CONSIGNE A:
Répondez à ces questions sur le texte fourni :
(i) Combien d'heures de voiture MAM n'avait-elle pas envie de faire pendant ses vacances ?
(ii) À quoi est comparé le départ des collègues partis chercher l'info ?
(iii) Combien de journalistes enquêtent à cause des bêtises de Madame ?

TEXTE FOURNI:
Assemblons les pièces du puzzle, puisque nous ne pouvons aller aider ces courageux manifestants pacifistes sur la Place Tarhir et que l’on se ronge le sang pour nos collègues partis là-bas chercher l’info, un peu comme on part à la chasse au dahut…
D’un côté nous avons MAM, qui ne se souvient plus des dates, qui n’avait pas envie de faire deux heures en voiture pendant ses vacances et qui flouitise à gogo un épisode « un peu gênant » de son escapade/maillot de bain tunisien. Donc, à cause de toutes les bêtises de Madame, trois journalistes enquêtent pour savoir 1) Quid de l’avion ?, 2) Quid de son charmant propriétaire ? 3) Quid du programme réel de chacun/chacune?

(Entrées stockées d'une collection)

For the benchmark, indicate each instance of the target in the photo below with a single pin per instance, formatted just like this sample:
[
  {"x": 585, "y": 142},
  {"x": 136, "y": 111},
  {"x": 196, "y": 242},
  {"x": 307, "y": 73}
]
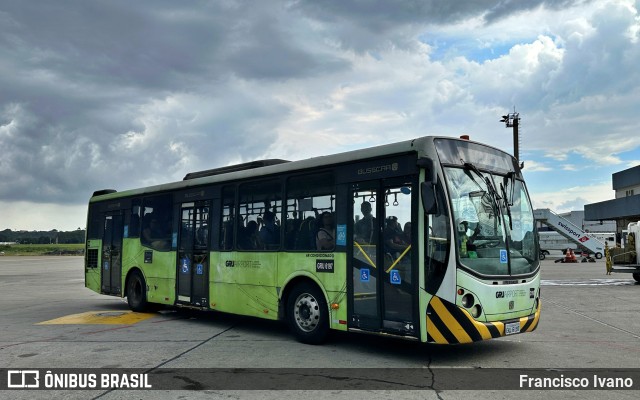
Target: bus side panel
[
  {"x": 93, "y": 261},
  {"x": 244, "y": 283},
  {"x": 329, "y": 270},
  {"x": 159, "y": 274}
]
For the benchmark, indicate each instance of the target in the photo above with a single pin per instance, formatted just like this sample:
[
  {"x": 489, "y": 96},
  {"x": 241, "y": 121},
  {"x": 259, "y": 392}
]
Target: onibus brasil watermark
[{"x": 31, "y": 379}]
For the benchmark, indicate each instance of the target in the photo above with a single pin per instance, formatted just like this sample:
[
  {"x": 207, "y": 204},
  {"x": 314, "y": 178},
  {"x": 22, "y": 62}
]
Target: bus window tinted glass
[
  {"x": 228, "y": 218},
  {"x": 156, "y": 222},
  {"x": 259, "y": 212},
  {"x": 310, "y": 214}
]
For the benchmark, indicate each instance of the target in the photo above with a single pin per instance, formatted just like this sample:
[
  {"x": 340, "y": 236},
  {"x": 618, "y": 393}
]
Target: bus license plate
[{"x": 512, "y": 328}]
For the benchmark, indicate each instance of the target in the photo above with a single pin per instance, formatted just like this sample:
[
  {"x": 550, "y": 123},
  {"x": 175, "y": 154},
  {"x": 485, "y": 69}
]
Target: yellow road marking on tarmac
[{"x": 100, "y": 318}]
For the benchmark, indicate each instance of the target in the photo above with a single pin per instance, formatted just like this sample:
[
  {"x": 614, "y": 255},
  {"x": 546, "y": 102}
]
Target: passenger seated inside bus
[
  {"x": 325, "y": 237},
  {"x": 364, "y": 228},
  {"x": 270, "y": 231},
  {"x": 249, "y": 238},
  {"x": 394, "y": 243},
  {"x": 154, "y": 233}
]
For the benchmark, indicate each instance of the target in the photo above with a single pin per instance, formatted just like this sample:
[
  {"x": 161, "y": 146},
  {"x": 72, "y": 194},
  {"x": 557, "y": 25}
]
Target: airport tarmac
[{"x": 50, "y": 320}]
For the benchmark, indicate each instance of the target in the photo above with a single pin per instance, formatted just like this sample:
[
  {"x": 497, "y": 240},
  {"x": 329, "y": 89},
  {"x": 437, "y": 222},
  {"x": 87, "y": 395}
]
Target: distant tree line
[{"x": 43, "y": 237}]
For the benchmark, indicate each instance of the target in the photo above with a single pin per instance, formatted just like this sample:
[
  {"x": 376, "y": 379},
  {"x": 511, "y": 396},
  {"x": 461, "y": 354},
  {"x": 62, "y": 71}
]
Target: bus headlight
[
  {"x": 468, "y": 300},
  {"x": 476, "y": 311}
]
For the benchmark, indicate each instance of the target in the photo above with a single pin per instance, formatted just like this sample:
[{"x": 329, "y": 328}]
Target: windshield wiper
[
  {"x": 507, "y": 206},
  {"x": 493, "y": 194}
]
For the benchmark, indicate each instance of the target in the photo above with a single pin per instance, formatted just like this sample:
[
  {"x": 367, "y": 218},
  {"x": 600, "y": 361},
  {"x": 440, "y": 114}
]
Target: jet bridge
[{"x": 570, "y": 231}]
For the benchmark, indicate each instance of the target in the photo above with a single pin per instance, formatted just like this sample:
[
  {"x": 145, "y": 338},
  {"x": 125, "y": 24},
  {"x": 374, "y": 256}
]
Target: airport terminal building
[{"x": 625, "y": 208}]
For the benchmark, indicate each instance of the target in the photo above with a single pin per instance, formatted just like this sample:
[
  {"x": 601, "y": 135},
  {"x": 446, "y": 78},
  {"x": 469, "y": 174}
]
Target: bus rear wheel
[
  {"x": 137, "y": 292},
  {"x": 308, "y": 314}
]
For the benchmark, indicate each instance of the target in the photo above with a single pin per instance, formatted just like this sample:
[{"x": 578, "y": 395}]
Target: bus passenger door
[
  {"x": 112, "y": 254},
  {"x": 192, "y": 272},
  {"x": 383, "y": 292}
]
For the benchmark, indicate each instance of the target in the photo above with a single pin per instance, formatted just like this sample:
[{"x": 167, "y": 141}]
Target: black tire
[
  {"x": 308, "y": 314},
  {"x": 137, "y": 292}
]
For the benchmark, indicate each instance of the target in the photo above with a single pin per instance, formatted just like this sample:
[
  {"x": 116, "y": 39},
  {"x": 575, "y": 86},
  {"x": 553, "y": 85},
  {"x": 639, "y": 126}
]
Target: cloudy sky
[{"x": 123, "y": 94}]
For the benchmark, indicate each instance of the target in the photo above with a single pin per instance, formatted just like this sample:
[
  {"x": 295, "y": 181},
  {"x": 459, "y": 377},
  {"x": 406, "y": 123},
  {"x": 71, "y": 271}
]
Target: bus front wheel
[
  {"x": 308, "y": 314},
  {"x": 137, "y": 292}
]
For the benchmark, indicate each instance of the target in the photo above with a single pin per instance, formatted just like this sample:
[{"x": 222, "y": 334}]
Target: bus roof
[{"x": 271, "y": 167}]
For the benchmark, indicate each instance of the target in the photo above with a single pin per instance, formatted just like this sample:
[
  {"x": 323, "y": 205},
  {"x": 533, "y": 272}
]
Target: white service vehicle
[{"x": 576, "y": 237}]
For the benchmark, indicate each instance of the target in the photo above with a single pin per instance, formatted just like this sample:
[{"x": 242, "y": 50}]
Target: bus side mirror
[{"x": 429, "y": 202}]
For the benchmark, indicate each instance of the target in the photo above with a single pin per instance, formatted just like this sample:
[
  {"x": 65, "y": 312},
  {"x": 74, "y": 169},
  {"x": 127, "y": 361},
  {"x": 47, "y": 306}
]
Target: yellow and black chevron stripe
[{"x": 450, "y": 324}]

CONSIGNE B: Renvoyez toutes les lignes contenant le mot « black », en tenant compte de la casse.

RÉPONSE COMPLÈTE A:
(i) Deux heures.
(ii) À un départ à la chasse au dahut.
(iii) Trois.

RÉPONSE COMPLÈTE B:
Target: black tire
Target: yellow and black chevron stripe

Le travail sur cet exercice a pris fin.